══ Page text

Cookies are required for login or registration. Please read and agree to our cookie policy to continue.

Newest Member: Xoplex

General :
Living on the edge

This Topic is Archived
default

 achilles1101 (original poster member #74132) posted at 5:15 AM on Saturday, April 4th, 2020

57 yo male here. the last few years have been rough. Work was bad, back and neck pain bad (finally got a spinal fusion), mother died, retired to take care of my declining father. Became his primary care giver. Was unable to help him as he just gave up, major guilt for me that I could not help him. While I was trying to settle the estate (not much) found out my wife of 18 years had been having a year and a half or more affair with a coworker during this time.

She confessed when confronted and seemed sincere,

She has tried to make things better, planning trip for us and the like.

════
══ Data

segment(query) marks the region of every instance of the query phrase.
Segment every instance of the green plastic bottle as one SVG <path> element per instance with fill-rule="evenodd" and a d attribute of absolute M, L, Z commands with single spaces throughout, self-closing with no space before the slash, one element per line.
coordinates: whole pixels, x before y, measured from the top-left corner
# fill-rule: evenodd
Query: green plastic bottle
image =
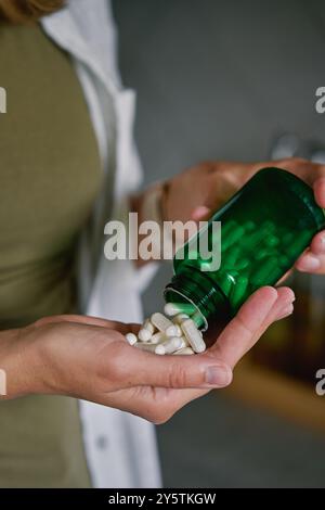
<path fill-rule="evenodd" d="M 213 221 L 221 221 L 221 265 L 209 271 L 209 260 L 198 251 L 193 256 L 193 241 L 199 246 L 205 234 L 213 246 Z M 183 258 L 174 257 L 165 299 L 179 304 L 180 311 L 182 304 L 194 305 L 196 323 L 206 330 L 234 316 L 260 286 L 276 284 L 324 228 L 313 190 L 286 170 L 264 168 L 183 246 Z"/>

════

**To do**
Quote the forum post word for word, starting with "57 yo male here." and ending after "during this time.".

**Reply to the exercise**
57 yo male here. the last few years have been rough. Work was bad, back and neck pain bad (finally got a spinal fusion), mother died, retired to take care of my declining father. Became his primary care giver. Was unable to help him as he just gave up, major guilt for me that I could not help him. While I was trying to settle the estate (not much) found out my wife of 18 years had been having a year and a half or more affair with a coworker during this time.